▽

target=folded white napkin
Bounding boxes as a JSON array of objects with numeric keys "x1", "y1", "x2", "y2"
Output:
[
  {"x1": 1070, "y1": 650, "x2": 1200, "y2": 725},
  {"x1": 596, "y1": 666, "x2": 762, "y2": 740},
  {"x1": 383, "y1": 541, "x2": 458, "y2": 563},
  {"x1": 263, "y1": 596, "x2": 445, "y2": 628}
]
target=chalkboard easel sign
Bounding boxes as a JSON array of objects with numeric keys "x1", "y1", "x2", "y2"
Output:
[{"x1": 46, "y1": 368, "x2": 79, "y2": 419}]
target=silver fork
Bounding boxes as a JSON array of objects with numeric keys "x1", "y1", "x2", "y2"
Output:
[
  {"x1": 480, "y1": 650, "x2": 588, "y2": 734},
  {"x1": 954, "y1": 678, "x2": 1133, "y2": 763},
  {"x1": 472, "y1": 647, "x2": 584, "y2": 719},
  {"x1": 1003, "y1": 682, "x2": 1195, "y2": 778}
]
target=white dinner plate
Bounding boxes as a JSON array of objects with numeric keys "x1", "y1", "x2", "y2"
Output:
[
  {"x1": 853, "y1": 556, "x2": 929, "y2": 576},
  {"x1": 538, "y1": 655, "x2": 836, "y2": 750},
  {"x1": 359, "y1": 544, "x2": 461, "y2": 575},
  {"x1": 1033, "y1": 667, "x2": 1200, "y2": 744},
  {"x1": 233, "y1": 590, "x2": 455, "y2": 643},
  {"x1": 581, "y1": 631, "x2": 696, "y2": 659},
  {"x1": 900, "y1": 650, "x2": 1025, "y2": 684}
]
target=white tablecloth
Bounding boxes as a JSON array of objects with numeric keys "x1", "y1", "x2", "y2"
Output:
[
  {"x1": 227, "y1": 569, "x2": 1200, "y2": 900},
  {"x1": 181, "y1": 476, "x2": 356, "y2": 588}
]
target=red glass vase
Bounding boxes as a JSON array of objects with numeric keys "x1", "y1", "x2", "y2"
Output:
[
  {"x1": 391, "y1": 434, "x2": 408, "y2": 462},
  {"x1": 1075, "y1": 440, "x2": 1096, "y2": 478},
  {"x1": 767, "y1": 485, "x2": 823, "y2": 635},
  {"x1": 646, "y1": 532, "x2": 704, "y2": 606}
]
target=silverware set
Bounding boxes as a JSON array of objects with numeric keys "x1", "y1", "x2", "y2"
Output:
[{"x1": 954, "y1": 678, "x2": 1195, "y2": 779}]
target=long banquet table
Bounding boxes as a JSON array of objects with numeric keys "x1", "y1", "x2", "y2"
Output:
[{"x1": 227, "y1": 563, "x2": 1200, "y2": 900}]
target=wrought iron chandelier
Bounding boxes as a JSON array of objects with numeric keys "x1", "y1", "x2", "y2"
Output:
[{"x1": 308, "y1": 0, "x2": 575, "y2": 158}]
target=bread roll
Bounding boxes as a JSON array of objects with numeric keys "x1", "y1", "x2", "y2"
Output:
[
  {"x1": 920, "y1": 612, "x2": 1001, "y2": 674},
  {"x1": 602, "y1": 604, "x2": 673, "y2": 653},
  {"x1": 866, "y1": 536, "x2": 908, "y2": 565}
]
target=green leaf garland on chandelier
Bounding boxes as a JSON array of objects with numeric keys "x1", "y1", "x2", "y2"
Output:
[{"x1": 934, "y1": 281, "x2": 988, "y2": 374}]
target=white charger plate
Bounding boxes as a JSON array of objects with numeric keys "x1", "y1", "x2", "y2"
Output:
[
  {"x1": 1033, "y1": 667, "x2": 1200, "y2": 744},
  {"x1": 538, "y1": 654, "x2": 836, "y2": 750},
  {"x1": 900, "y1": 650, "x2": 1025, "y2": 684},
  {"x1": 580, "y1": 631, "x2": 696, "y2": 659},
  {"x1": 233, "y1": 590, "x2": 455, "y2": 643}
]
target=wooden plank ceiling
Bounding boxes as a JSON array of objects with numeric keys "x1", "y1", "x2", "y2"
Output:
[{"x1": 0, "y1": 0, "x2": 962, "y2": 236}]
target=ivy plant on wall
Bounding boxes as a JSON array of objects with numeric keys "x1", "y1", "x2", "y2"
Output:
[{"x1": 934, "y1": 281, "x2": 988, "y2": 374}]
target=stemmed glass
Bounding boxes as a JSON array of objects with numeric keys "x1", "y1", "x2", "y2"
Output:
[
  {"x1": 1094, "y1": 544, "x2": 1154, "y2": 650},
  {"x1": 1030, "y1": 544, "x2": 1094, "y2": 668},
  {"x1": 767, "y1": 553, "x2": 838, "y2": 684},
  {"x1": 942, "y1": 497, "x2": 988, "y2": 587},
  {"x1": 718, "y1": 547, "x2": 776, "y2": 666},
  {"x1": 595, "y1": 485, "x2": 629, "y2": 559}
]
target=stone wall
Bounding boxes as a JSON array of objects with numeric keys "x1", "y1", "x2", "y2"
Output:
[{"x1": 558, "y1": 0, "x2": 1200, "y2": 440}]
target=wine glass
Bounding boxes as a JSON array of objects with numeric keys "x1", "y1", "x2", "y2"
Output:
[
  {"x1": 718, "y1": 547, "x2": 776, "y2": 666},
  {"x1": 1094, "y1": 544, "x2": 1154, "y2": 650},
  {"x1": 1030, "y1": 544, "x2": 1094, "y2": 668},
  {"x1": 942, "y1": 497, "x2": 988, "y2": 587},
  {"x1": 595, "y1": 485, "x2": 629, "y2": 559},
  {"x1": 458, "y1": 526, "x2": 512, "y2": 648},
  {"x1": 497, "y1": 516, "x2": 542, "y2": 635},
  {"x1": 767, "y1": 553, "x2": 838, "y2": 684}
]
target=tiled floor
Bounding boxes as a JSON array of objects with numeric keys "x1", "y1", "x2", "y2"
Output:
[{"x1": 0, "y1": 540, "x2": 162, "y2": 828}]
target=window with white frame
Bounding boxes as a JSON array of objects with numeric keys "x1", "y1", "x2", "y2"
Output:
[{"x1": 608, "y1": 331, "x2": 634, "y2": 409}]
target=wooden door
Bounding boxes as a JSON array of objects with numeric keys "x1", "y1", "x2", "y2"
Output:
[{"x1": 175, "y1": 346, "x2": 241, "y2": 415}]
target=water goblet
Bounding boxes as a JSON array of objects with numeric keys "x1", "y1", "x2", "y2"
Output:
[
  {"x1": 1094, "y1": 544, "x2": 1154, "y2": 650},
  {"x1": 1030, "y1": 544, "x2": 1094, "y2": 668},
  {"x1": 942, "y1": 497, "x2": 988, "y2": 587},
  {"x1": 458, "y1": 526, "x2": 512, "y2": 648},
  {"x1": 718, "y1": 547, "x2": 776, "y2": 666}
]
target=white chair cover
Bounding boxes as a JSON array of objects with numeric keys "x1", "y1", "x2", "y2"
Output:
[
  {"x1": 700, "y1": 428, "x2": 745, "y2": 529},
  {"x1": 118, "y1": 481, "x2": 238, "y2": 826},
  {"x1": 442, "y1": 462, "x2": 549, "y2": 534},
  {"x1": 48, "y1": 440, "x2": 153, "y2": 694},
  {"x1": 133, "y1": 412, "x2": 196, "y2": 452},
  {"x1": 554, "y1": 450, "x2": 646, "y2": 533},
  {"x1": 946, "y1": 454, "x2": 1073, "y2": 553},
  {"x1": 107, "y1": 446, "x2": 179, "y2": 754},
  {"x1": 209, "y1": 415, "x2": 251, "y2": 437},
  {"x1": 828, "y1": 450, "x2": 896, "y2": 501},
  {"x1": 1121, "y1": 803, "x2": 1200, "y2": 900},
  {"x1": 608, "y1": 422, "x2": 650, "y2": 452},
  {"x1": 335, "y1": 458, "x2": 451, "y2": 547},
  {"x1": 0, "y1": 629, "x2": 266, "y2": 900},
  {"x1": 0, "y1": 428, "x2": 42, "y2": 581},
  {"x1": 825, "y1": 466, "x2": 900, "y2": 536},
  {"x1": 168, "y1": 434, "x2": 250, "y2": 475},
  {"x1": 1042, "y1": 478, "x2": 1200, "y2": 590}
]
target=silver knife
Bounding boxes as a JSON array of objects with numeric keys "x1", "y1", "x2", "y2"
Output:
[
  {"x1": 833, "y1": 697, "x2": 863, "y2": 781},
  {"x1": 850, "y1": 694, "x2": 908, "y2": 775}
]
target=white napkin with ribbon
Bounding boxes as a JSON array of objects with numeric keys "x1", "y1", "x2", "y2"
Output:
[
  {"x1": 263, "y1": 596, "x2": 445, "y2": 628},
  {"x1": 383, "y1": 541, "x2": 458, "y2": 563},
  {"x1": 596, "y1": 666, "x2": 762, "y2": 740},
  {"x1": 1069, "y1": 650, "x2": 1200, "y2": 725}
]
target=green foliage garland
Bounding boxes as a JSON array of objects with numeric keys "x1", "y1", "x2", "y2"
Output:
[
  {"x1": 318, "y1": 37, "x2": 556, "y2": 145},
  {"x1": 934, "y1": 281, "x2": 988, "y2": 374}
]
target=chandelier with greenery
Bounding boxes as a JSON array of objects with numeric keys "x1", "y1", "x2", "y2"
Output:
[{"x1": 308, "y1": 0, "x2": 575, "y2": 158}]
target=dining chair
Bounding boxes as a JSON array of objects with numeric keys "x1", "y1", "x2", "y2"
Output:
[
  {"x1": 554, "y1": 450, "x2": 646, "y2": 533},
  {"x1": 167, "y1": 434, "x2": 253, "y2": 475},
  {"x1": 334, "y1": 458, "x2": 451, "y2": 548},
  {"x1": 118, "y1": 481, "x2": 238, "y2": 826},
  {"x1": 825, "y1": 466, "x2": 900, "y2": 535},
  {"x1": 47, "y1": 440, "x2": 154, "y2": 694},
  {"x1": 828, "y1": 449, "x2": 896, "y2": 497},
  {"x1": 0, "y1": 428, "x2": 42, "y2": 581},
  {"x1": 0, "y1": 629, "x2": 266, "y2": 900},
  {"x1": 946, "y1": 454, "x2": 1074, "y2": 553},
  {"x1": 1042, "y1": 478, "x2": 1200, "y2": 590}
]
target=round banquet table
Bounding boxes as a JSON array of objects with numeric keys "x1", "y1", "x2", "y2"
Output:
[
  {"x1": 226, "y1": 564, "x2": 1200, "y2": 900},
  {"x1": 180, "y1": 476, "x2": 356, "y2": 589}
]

△

▸ STATED TASK:
Please update everything from the line containing "target=chandelier with greenery" down to the end of the items by writing those lines out again with "dining chair" changed to "banquet chair" and nothing else altered.

▸ SOLUTION FOR THIS PROBLEM:
target=chandelier with greenery
Bounding boxes as a JSON array of objects with numeric keys "x1", "y1", "x2", "y2"
Output:
[{"x1": 308, "y1": 0, "x2": 575, "y2": 158}]
target=banquet chair
Bounding boxes as a JSON array of objects with numeric keys "x1", "y1", "x2", "y2"
Output:
[
  {"x1": 554, "y1": 450, "x2": 646, "y2": 533},
  {"x1": 167, "y1": 434, "x2": 253, "y2": 475},
  {"x1": 334, "y1": 458, "x2": 451, "y2": 548},
  {"x1": 118, "y1": 481, "x2": 238, "y2": 826},
  {"x1": 825, "y1": 466, "x2": 900, "y2": 535},
  {"x1": 47, "y1": 440, "x2": 154, "y2": 694},
  {"x1": 828, "y1": 449, "x2": 896, "y2": 497},
  {"x1": 0, "y1": 428, "x2": 42, "y2": 581},
  {"x1": 0, "y1": 629, "x2": 266, "y2": 900},
  {"x1": 946, "y1": 454, "x2": 1074, "y2": 553},
  {"x1": 1042, "y1": 478, "x2": 1200, "y2": 590}
]
target=round banquet table
Bounding boxes as a JSON array of objects with numeric keys "x1", "y1", "x2", "y2"
Output:
[
  {"x1": 226, "y1": 564, "x2": 1200, "y2": 900},
  {"x1": 180, "y1": 476, "x2": 356, "y2": 589}
]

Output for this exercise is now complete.